EXERCISE PROMPT -> Please retype every record exactly as it appears, omitting the pictures.

MATERIAL PROVIDED ->
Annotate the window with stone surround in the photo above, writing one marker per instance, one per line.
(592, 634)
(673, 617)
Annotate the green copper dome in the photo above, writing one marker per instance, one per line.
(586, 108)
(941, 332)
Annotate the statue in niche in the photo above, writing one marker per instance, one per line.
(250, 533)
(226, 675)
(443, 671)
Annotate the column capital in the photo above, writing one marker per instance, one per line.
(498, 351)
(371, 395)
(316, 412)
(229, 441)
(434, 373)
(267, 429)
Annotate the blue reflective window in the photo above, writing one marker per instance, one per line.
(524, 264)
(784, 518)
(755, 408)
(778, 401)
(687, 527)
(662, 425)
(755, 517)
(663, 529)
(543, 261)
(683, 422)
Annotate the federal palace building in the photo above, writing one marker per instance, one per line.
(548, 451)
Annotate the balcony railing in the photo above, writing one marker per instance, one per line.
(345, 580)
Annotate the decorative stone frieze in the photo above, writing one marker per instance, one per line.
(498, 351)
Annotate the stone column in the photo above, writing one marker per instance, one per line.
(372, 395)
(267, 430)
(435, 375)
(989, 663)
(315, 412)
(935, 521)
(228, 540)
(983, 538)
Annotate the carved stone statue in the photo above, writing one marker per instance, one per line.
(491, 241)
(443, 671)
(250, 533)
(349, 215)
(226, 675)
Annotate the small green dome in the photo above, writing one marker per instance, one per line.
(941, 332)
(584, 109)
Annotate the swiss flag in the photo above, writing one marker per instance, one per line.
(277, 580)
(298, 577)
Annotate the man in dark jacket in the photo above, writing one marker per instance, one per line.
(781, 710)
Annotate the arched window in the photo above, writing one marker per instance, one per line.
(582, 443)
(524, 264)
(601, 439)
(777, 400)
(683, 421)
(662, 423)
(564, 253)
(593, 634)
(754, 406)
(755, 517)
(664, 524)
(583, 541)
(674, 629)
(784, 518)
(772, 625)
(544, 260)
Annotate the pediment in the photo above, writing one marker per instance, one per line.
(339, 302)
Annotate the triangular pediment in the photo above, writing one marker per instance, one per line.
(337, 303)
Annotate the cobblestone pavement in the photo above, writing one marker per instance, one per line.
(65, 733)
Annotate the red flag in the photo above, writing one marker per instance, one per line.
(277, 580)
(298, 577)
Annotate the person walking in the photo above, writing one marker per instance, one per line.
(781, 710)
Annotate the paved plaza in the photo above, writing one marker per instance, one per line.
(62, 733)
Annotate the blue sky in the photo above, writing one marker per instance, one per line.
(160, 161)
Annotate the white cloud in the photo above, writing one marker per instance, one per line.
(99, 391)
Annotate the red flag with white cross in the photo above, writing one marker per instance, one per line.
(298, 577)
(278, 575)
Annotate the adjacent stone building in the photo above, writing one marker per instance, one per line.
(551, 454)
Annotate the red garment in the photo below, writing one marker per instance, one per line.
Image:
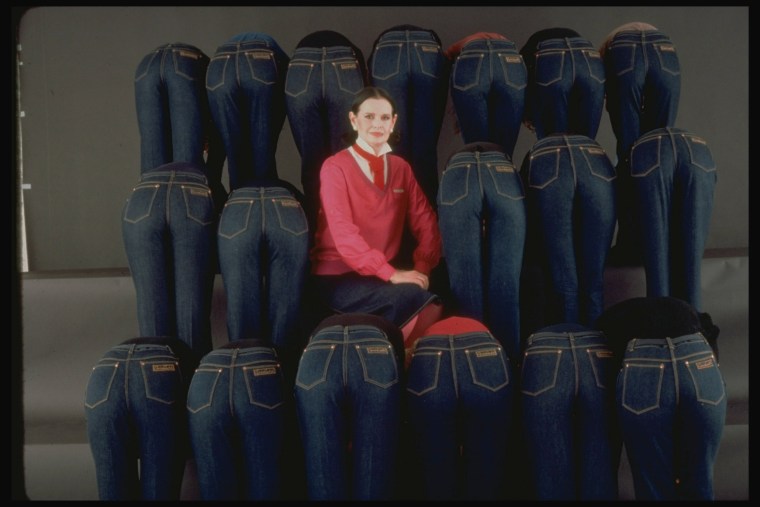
(376, 165)
(359, 227)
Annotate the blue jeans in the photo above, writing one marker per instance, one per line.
(263, 256)
(411, 67)
(482, 218)
(569, 88)
(348, 389)
(168, 227)
(671, 403)
(459, 394)
(320, 86)
(236, 409)
(134, 406)
(568, 411)
(572, 207)
(245, 84)
(673, 179)
(172, 106)
(488, 84)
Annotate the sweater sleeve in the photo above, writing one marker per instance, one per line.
(423, 222)
(351, 246)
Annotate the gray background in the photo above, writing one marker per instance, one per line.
(79, 137)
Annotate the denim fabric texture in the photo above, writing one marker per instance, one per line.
(671, 403)
(245, 82)
(411, 67)
(673, 177)
(482, 216)
(570, 190)
(488, 85)
(568, 410)
(459, 394)
(263, 257)
(136, 423)
(348, 390)
(236, 409)
(320, 86)
(168, 229)
(568, 89)
(172, 106)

RESPONSE ->
Annotate the window with stone surround in the photo above, writing one marker per instance, one per line.
(592, 634)
(673, 617)
Annotate the green copper dome in the photo above, writing one marker per instance, one per line.
(586, 108)
(941, 332)
Annotate the statue in niche in the photo above, writing one marker per instance, one per line.
(250, 533)
(226, 675)
(443, 671)
Annotate the column capital in the photo above, writing one marker per instance, one per line.
(498, 351)
(371, 395)
(316, 412)
(229, 441)
(434, 373)
(267, 429)
Annotate the blue reflective window in the photo above, writing one marker per instance, one per line.
(524, 264)
(784, 518)
(755, 408)
(778, 401)
(687, 527)
(662, 425)
(755, 517)
(663, 529)
(543, 261)
(683, 422)
Annotate the federal palace building in the photo above, writing one marker per instance, one per line.
(548, 451)
Annotate the balcony railing in the photo above, writing one marker per instance, one per line.
(345, 580)
Annotate the decorative stone frieze in the photo above, writing one marker per instance, one per line.
(498, 351)
Annotate the stone column in the photo above, writing one marker per instance, one per line.
(372, 395)
(267, 430)
(435, 375)
(989, 663)
(315, 412)
(935, 521)
(228, 540)
(983, 538)
Annotate the carved stone statue in the photo above, writing one marker per instance, one per line.
(491, 241)
(443, 671)
(250, 533)
(349, 215)
(226, 675)
Annotate the small green dome in the photo above, writing one marker per instance, one per line.
(941, 332)
(584, 109)
Annotate the swiss flag in the photo above, writing one marker per instance, one per line.
(277, 580)
(298, 577)
Annotate the man in dark jacket in the photo above, writing one marker per instance, one per line.
(781, 710)
Annotate the arched window in the photo above, writing one marker per instance, one per line.
(582, 443)
(524, 264)
(601, 439)
(777, 400)
(683, 421)
(662, 423)
(564, 253)
(593, 634)
(754, 406)
(755, 517)
(664, 524)
(583, 541)
(674, 629)
(784, 518)
(772, 625)
(544, 260)
Annotate the pediment in the photo above, writing one marker per instance, one per line.
(339, 302)
Annotate the triangular pediment in the photo above, writing one marker per instance, one per line.
(337, 303)
Annotate the cobblestone pavement in the photo above, writing one marker per instance, one per line.
(65, 733)
Annotate the red flag in the photo above, writing one marker per instance, one per line.
(277, 580)
(298, 577)
Annotate the person walking in the photo above, writing one marker per instance, one per line.
(781, 710)
Annotate the paved plaza in the photo above, writing one marker per instance, one per line.
(62, 733)
Annotate the blue sky in the photo above, writing one marker per instance, one per line.
(160, 161)
Annotate the white cloud in the photo above, writing one marker per instance, one per line.
(99, 391)
Annotate the red flag with white cross in the photo above, writing one marker per instance, one per line.
(298, 577)
(278, 575)
Annotate the adjacent stone building in the photo above, writing one marker per instance, one per line.
(551, 454)
Annotate the red garment in the photo below, writing one marker per instance, one per line.
Image:
(376, 165)
(359, 227)
Annotate the blue jeans in the photo above, writing one marker per instance, one per line.
(263, 256)
(411, 67)
(482, 218)
(569, 88)
(348, 389)
(168, 227)
(671, 403)
(459, 394)
(320, 86)
(236, 409)
(134, 406)
(568, 411)
(572, 207)
(245, 84)
(673, 179)
(172, 106)
(488, 84)
Annotate the sweater sleeve in the photo above, writing one marker per instance, one per line.
(423, 222)
(351, 246)
Annotate the gray background in the photo above, writing one marker per instance, one per line.
(79, 137)
Annotate the denim fabric texture in the photo above, writing one marker per instance, one per line.
(671, 403)
(245, 82)
(411, 67)
(673, 177)
(482, 216)
(570, 190)
(488, 85)
(568, 410)
(459, 394)
(263, 257)
(136, 423)
(348, 390)
(236, 409)
(320, 86)
(168, 229)
(568, 89)
(172, 106)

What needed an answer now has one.